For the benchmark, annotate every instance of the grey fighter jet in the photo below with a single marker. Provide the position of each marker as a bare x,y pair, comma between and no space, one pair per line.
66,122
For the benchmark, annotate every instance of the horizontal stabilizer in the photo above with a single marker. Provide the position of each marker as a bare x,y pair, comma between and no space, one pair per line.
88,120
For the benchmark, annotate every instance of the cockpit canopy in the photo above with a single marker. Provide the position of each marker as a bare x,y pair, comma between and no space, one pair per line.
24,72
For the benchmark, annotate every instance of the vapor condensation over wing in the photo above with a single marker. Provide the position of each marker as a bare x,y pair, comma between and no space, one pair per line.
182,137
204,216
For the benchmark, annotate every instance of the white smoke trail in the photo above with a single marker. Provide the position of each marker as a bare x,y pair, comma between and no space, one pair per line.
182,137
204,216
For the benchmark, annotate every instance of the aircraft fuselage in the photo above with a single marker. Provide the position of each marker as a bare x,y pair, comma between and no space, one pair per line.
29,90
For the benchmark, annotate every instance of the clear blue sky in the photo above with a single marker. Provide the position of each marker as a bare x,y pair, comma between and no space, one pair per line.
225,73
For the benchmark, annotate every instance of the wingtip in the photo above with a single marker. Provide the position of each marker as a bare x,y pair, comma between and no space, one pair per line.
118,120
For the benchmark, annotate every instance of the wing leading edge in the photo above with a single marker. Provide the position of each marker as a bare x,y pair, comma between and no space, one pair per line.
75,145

----------------------------------------

Copy out the rows word for word, starting with the line that contains "For the benchmark, annotate every instance of the wingtip" and going on through the last line of the rows.

For the benchmark, annotate every instance of the wingtip in the photo above with a single marker. Provide the position of each marker as a bare x,y pair, comma between and no space, one pair per line.
118,120
For the benchmark, annotate every instance of the wing leading edge in the photo above with a single marker. Provide the position of each marker as a bare x,y pair, comma between and no space, one pair per line.
75,145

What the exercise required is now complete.